→ REQUIRED WORK
Extract every line of the entries that contains the string "block", matching case exactly.

→ MATERIALS PROVIDED

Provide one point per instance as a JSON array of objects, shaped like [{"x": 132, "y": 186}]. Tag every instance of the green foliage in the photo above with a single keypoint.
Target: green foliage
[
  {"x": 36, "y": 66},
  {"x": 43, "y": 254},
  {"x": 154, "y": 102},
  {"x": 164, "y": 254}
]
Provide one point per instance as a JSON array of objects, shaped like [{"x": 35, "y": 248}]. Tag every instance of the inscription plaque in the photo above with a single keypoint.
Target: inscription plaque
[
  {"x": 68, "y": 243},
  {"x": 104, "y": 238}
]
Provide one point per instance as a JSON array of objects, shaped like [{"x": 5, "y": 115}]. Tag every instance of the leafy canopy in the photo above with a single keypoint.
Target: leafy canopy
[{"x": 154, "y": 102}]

...

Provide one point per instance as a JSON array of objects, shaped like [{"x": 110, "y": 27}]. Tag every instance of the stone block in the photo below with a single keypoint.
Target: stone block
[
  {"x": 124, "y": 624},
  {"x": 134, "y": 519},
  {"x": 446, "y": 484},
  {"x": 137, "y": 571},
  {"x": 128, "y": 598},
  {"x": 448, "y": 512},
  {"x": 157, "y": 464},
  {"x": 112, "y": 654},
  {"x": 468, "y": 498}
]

→ ANSWER TO THIS PROBLEM
Provide one point per instance as a JSON array of objects, shaped like [{"x": 110, "y": 27}]. Tag every instance of the stone block in the photo below with a single keypoint.
Target: stone block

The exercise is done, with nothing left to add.